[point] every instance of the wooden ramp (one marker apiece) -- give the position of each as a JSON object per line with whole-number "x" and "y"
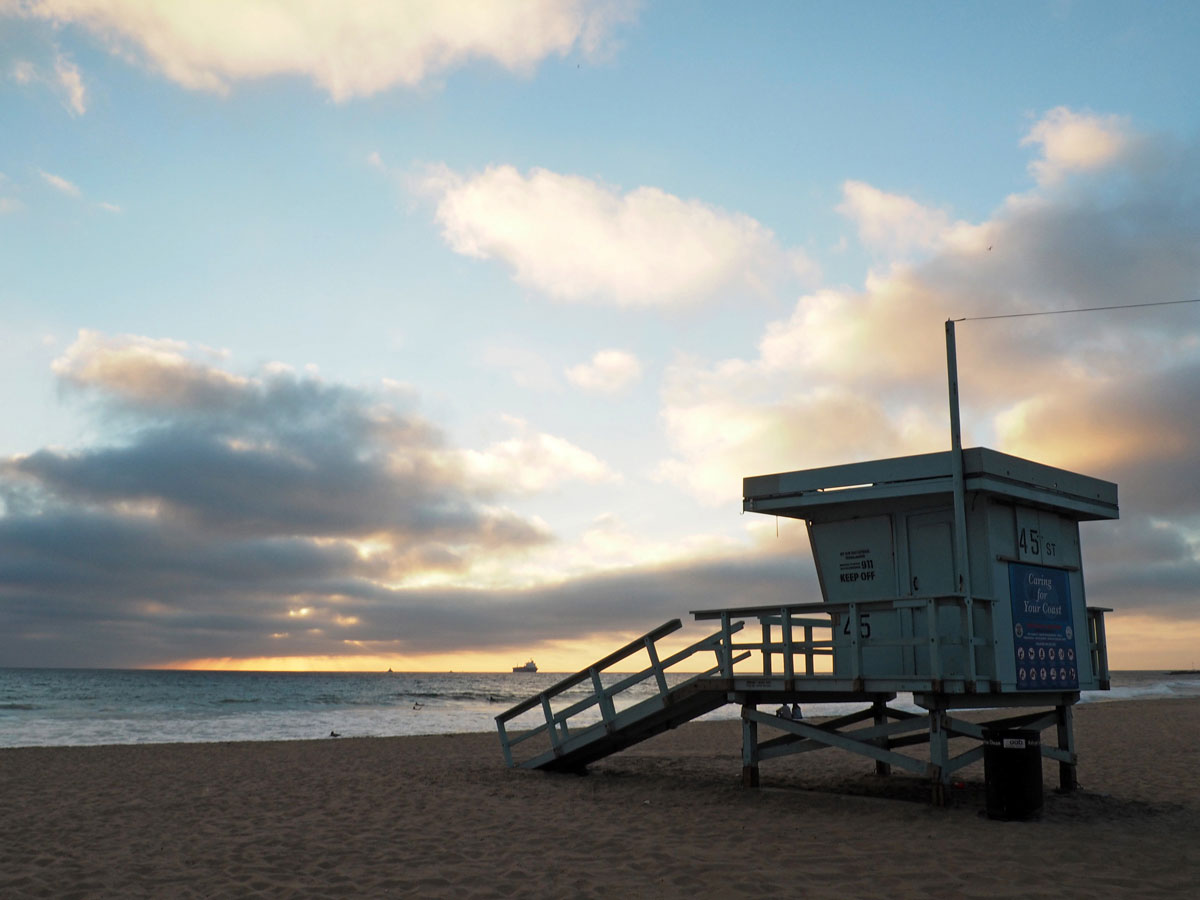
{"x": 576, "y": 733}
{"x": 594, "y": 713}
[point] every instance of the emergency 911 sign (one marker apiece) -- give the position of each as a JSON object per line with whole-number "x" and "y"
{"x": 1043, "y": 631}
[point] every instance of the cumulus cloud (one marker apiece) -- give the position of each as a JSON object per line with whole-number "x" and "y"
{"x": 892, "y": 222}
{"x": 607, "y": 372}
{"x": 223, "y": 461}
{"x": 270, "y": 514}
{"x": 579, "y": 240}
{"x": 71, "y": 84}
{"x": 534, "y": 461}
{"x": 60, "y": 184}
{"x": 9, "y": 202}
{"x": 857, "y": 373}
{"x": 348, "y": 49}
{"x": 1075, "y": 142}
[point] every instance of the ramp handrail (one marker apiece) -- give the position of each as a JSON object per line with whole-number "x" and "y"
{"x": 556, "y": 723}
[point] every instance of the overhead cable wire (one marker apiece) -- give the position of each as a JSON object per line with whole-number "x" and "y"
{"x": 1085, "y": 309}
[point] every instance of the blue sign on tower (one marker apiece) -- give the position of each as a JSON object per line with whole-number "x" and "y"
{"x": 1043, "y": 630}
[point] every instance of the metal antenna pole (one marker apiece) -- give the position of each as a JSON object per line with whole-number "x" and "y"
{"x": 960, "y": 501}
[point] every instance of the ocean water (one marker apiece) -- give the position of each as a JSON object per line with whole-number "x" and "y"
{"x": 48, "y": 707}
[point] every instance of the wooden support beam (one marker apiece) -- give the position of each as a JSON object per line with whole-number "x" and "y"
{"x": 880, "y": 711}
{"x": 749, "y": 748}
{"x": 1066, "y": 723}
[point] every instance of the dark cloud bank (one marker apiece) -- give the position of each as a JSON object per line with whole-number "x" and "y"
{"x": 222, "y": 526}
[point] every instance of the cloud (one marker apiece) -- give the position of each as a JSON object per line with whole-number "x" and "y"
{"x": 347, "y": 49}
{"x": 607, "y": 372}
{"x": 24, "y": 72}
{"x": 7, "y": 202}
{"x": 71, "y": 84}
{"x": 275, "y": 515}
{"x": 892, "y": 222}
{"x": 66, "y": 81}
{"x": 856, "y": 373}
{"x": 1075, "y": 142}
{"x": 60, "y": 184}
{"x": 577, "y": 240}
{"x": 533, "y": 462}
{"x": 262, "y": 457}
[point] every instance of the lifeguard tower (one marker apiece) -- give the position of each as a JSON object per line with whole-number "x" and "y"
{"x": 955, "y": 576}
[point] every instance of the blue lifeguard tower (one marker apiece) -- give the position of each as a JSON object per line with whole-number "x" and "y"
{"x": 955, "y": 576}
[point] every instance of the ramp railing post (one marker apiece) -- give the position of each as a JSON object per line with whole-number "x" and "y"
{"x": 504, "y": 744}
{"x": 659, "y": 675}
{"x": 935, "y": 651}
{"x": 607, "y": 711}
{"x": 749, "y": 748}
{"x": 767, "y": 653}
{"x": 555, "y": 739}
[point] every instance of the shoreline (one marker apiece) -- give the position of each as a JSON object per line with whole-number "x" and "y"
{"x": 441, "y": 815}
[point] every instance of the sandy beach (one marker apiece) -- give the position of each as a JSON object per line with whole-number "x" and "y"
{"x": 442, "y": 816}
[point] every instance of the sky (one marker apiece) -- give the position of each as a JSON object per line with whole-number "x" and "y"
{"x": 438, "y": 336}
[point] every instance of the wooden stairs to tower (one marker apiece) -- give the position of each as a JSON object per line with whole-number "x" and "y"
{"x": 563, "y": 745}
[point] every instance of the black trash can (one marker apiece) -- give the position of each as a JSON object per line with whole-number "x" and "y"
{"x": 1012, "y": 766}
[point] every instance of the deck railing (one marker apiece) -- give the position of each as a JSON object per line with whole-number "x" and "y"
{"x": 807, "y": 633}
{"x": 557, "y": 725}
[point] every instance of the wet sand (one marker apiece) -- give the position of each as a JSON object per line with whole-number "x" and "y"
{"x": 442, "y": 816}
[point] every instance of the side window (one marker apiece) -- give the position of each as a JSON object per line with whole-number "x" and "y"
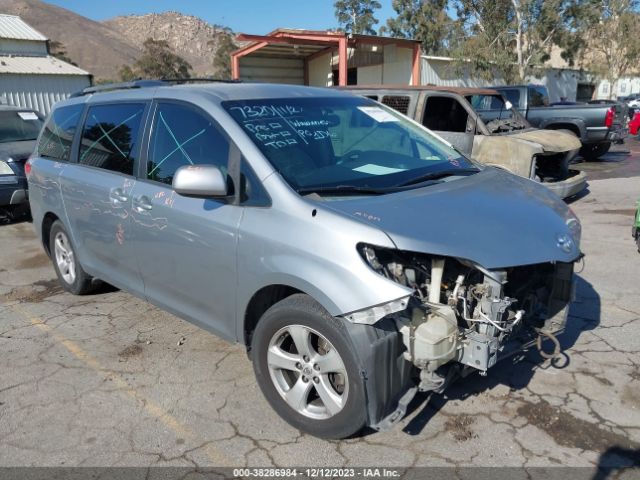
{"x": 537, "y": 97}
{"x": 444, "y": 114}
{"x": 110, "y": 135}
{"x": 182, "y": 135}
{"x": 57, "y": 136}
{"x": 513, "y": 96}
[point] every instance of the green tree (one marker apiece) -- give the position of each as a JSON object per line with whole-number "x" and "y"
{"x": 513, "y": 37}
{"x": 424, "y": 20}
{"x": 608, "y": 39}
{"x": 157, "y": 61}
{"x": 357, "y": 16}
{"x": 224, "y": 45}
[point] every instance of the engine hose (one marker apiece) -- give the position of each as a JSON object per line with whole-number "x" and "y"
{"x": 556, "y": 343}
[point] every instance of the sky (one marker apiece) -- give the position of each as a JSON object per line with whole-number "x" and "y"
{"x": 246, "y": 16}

###

**REQUIREMENT**
Your answer must be the records above, word for word, with no pictures.

**EXERCISE SOLUTION**
[point] every instance of the wooden ramp (one marker apiece) -- give the position of each as a JSON object per line with whole-number "x" and "y"
{"x": 576, "y": 733}
{"x": 594, "y": 713}
[point] every instance of the emergency 911 sign (one marker apiece) -- give the position of each as a JSON object per line with whole-number "x" and "y"
{"x": 1043, "y": 631}
[point] every instance of the cumulus cloud (one marker apiece) -- give the position of each as a JSON object per line with whole-number "x" and "y"
{"x": 892, "y": 222}
{"x": 607, "y": 372}
{"x": 223, "y": 461}
{"x": 270, "y": 514}
{"x": 579, "y": 240}
{"x": 71, "y": 84}
{"x": 534, "y": 461}
{"x": 60, "y": 184}
{"x": 9, "y": 202}
{"x": 857, "y": 373}
{"x": 348, "y": 49}
{"x": 1075, "y": 142}
[point] every instance of the ramp handrail (one marker apiece) -- give the position of each as a JSON object per line with whole-number "x" and "y"
{"x": 556, "y": 723}
[point] every instance of the overhead cable wire (one marker apiece) -- give the position of each as a JSON object per line with whole-number "x" and "y"
{"x": 1085, "y": 309}
[point] every instance of the blue sign on tower (one marker apiece) -- give the position of each as a JSON object per line with whole-number "x" and "y"
{"x": 1043, "y": 630}
[point] every instance of the metal antenna pole (one marker apiece) -- give the position of each as a JSON object per line with whole-number "x" and "y"
{"x": 960, "y": 501}
[point] every instance of the ocean water (one marker apiece) -- give the position of each as a JSON object per line with whole-number "x" and "y"
{"x": 48, "y": 707}
[point] every instance of the wooden support beam (one marker apiece) -- give the position of each as a JSON object per line with whole-number "x" and "y"
{"x": 880, "y": 711}
{"x": 749, "y": 748}
{"x": 1066, "y": 723}
[point] every instance of the dark cloud bank (one marker apiece) -- give the position of each as a JSON object per line with whole-number "x" and "y"
{"x": 222, "y": 526}
[point] every instance of the cloud (one marker apiece) -- give the position of each as a JSON object per line with whole-number "x" and "y"
{"x": 347, "y": 49}
{"x": 607, "y": 372}
{"x": 24, "y": 72}
{"x": 7, "y": 202}
{"x": 71, "y": 84}
{"x": 275, "y": 515}
{"x": 892, "y": 222}
{"x": 66, "y": 81}
{"x": 856, "y": 373}
{"x": 1075, "y": 142}
{"x": 60, "y": 184}
{"x": 577, "y": 240}
{"x": 533, "y": 462}
{"x": 262, "y": 457}
[point] every instance of the lifeguard tower (one marker apiece) -- give the position of each as a JSON object per line with whole-number "x" and "y"
{"x": 955, "y": 576}
[point] every instance of the blue lifeguard tower (one marker apiece) -- give the position of each as a JSON object per line with whole-number "x" and "y"
{"x": 955, "y": 576}
[point] every instance of the ramp railing post (one marker apiece) -- give the position of each as a JSON object per line with whole-number "x" and "y"
{"x": 504, "y": 744}
{"x": 659, "y": 675}
{"x": 935, "y": 651}
{"x": 607, "y": 711}
{"x": 749, "y": 748}
{"x": 767, "y": 653}
{"x": 555, "y": 739}
[point] every instance of the shoreline (one marker apiece) -- give the position of each as a JSON object per line with whole-number "x" and "y"
{"x": 441, "y": 815}
[point] every instance of the sandy beach (one marker apiece) -- give the position of each as a JSON object per line with whole-number "x" and "y"
{"x": 442, "y": 816}
[point] every instance of the sky (one marker apiece) -- give the position of each as a JSON object per line with whole-number "x" and "y"
{"x": 438, "y": 336}
[point] every instance of the wooden stairs to tower (one marker apiece) -- give the position of each as a JSON object per line with whole-number "x" and "y"
{"x": 563, "y": 745}
[point] every instance of the black trash can (one marker apiece) -- give the position of each as a JSON object per line with whole-number "x" and "y"
{"x": 1012, "y": 766}
[point] every instance of the deck railing (one marker apiece) -- give the position of each as a JSON object per line with whole-number "x" and "y"
{"x": 807, "y": 633}
{"x": 557, "y": 725}
[point] every instance of the wet sand (one marker apiece) -- give the position of each as a JSON object per line with whole-number "x" and "y"
{"x": 442, "y": 816}
[point] every instance of the side window (one marker apiece) -- give the position of each as a JSON object per line with whole-number "x" and "y"
{"x": 537, "y": 97}
{"x": 444, "y": 114}
{"x": 110, "y": 135}
{"x": 182, "y": 135}
{"x": 57, "y": 136}
{"x": 513, "y": 96}
[point] every instance of the green tree (one marker apiece) -- give the position of each as a JSON object per line with whole-number "x" and "y"
{"x": 513, "y": 37}
{"x": 424, "y": 20}
{"x": 608, "y": 39}
{"x": 157, "y": 61}
{"x": 357, "y": 16}
{"x": 224, "y": 45}
[point] every instance of the engine hose (one marker apiece) -- give the position of each as a JSON object per line with whole-number "x" and "y"
{"x": 556, "y": 343}
[point] every instance of the sky (one marker apiece) -- give the position of each as a JSON object per line with whole-number "x" and "y"
{"x": 246, "y": 16}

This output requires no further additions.